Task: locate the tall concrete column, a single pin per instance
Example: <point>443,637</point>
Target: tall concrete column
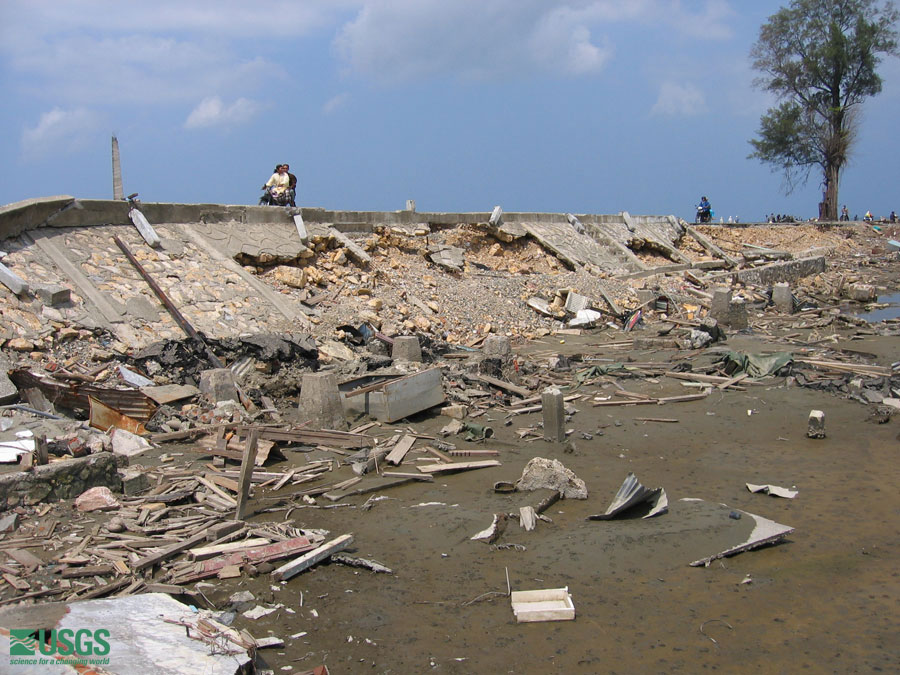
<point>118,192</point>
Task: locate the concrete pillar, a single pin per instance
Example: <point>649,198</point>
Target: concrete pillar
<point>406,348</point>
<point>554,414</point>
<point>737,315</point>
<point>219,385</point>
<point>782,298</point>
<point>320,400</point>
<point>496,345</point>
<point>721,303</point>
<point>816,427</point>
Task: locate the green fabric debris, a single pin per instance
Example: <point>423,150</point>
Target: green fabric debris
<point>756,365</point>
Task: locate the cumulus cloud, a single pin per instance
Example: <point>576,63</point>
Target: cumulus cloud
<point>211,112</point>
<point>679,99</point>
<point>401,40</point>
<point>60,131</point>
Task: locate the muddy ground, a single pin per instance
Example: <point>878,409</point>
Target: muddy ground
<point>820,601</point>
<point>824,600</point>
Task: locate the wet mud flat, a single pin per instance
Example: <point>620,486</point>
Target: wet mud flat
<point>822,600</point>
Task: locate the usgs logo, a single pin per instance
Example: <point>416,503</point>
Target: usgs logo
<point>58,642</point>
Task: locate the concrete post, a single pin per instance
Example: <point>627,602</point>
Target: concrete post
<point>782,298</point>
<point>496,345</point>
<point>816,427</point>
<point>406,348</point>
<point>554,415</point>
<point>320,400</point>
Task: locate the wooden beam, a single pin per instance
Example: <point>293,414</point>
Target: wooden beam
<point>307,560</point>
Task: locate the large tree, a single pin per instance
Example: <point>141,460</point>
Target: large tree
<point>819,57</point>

* * *

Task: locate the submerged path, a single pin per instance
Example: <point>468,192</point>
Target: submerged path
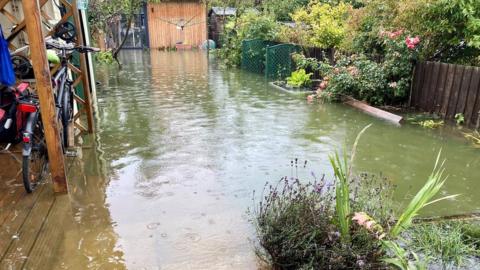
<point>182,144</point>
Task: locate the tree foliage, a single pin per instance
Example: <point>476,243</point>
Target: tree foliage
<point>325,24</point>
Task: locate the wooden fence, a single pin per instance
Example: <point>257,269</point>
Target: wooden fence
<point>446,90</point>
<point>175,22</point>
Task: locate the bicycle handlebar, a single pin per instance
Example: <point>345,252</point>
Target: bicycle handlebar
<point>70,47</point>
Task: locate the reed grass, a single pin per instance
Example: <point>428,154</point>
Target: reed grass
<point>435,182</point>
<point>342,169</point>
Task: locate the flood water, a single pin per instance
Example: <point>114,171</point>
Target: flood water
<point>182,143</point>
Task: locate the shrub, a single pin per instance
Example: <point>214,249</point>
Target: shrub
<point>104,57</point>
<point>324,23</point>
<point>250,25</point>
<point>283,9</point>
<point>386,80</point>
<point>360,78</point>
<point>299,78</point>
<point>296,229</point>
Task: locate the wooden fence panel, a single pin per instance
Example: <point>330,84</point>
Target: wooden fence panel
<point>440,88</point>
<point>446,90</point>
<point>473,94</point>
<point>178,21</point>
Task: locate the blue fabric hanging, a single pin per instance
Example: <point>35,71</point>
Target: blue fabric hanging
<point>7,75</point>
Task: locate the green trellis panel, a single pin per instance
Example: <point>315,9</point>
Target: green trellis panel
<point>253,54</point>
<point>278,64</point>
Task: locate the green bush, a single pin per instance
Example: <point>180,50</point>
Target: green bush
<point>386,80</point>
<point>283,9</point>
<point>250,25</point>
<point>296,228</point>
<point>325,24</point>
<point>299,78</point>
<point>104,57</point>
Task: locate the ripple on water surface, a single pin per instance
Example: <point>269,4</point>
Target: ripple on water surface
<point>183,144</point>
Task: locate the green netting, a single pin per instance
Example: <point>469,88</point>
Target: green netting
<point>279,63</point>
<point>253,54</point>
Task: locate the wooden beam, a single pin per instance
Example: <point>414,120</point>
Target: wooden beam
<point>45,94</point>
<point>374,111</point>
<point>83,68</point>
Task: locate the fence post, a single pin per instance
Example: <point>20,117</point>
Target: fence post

Set exercise -
Render the data from the line containing "Task: locate the tall" up to and including the line containing "<point>756,365</point>" as a numbered list, dropping any blank lines. Leave the pictures out.

Output for this exercise -
1. Task: locate the tall concrete column, a single pin per instance
2. Example: <point>443,637</point>
3. Target: tall concrete column
4. <point>118,192</point>
5. Task: locate the concrete pillar, a single pin per instance
6. Example: <point>649,198</point>
7. Target: concrete pillar
8. <point>406,348</point>
9. <point>554,414</point>
10. <point>737,315</point>
11. <point>219,385</point>
12. <point>782,298</point>
13. <point>320,400</point>
14. <point>496,345</point>
15. <point>721,303</point>
16. <point>816,427</point>
17. Task: locate the green fabric debris, a single pin per instance
18. Example: <point>423,150</point>
19. Target: green fabric debris
20. <point>756,365</point>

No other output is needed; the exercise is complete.